• **PAGE EXCERPT**
• • • • • • •

Yeah there's not to much problem using the clove hitch, but a bowline doesn't meet with ansi standards if I understand it right, because it's not a cinching attachment like say an anchor hitch. Personally, I'm fine with a bowline and don't think much of it when rec climbing, but if a person does this for a business they may be accountable for using the bowline. In my understanding a cinching knot like the anchor hitch is used to prevent the rope from escaping the biner in the event that the gate were to become momentarily open. When loaded the knot will hold the crotch of the biner tightly and not allow the rope to escape.


----------



## Damon (May 11, 2010)

Josh777 said:


> Yeah there's not to much problem using the clove hitch, but a bowline doesn't meet with ansi standards if I understand it right, because it's not a cinching attachment like say an anchor hitch. Personally, I'm fine with a bowline and don't think much of it when rec climbing, but if a person does this for a business they may be accountable for using the bowline. In my understanding a cinching knot like the anchor hitch is used to prevent the rope from escaping the biner in the event that the gate were to become momentarily open. When loaded the knot will hold the crotch of the biner tightly and not allow the rope to escape.



Im gonna have to agree with josh on this one if you are gonna use something lie a bowline at least use a figure 8 on a bight personally i always tie my split tails with a double fishermans and i usually put a stoper in it just in case you can never be to careful when it comes to that stuff

i have use a clove before and have never really had a problem with it rolling but i know that it can i think that is another knot that when attached to a biner should be backed up by either a stoper or a couple half hitches

Tom


----------



## rarefish383 (May 13, 2010)

I guess I'm way old school. My saddle has double D rings, the hip rings for my flip line. I use the center rings for my climbing line. I used to use a locking snap with about a 40" tail and a taughline hitch and figure 8 in the end. A biner would work fine. I quit usining the snap when I through it over a limb and it smacked me in the mouth. Sometimes you need more than 2 hands. Now, I just tie my line to the D's with a couple half hitches and leave the 40" tail, etc. It is slow when retying, but production is not on my mind nowadays, Joe.


----------

• • • • • • •

• **SUPPLIED MATERIAL**
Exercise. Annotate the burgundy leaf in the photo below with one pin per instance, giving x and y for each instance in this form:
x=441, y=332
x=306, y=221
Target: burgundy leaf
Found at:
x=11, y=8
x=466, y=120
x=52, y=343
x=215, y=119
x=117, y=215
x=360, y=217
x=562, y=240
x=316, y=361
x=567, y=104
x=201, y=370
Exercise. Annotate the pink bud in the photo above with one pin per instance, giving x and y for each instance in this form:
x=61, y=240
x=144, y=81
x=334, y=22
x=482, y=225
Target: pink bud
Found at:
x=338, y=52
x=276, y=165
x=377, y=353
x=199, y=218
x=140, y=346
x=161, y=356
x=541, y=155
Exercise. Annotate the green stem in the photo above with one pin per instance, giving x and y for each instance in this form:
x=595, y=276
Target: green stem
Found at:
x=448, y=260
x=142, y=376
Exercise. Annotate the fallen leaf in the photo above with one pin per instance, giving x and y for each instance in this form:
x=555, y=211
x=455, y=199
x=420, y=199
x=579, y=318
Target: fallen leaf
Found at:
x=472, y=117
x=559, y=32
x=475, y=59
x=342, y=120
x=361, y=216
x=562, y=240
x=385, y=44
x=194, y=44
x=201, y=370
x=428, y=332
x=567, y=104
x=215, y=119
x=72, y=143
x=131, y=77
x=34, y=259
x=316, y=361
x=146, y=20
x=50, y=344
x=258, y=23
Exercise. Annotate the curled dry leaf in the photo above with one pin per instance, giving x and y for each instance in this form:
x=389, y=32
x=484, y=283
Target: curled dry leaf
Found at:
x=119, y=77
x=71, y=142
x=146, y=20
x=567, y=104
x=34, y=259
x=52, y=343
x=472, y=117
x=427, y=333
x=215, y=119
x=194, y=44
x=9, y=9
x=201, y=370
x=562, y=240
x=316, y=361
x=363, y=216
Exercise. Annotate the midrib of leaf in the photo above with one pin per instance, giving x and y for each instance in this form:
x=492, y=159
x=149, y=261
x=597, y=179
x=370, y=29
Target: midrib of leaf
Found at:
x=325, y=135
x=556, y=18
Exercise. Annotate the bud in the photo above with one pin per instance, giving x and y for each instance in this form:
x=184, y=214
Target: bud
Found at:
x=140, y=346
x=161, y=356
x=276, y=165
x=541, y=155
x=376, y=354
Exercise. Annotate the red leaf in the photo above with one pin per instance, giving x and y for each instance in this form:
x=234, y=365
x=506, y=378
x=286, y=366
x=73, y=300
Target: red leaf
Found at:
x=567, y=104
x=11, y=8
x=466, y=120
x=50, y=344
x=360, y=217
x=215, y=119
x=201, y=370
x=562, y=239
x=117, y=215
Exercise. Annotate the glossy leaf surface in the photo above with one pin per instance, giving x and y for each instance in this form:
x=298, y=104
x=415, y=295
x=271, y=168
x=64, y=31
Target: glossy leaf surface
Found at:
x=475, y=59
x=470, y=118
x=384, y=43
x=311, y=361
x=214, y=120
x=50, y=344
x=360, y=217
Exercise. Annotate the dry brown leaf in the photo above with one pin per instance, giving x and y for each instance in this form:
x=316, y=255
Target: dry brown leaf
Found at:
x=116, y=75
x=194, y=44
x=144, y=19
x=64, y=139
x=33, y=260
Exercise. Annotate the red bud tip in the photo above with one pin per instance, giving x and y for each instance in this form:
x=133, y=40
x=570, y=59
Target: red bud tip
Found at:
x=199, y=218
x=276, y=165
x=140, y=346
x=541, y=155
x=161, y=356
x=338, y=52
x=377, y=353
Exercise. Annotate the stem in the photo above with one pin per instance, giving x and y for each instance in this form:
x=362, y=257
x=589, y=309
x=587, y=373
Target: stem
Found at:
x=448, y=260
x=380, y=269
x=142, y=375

• • • • • • •

• **PROBLEM REQUIREMENTS**
In the knot thread, replace "biner" with "carabiner" throughout the stretch from "Im gonna have" through "(May 13, 2010)", and give that stretch again.

• **RESULT OF THE EXERCISE**
Im gonna have to agree with josh on this one if you are gonna use something lie a bowline at least use a figure 8 on a bight personally i always tie my split tails with a double fishermans and i usually put a stoper in it just in case you can never be to careful when it comes to that stuff

i have use a clove before and have never really had a problem with it rolling but i know that it can i think that is another knot that when attached to a carabiner should be backed up by either a stoper or a couple half hitches

Tom


----------



## rarefish383 (May 13, 2010)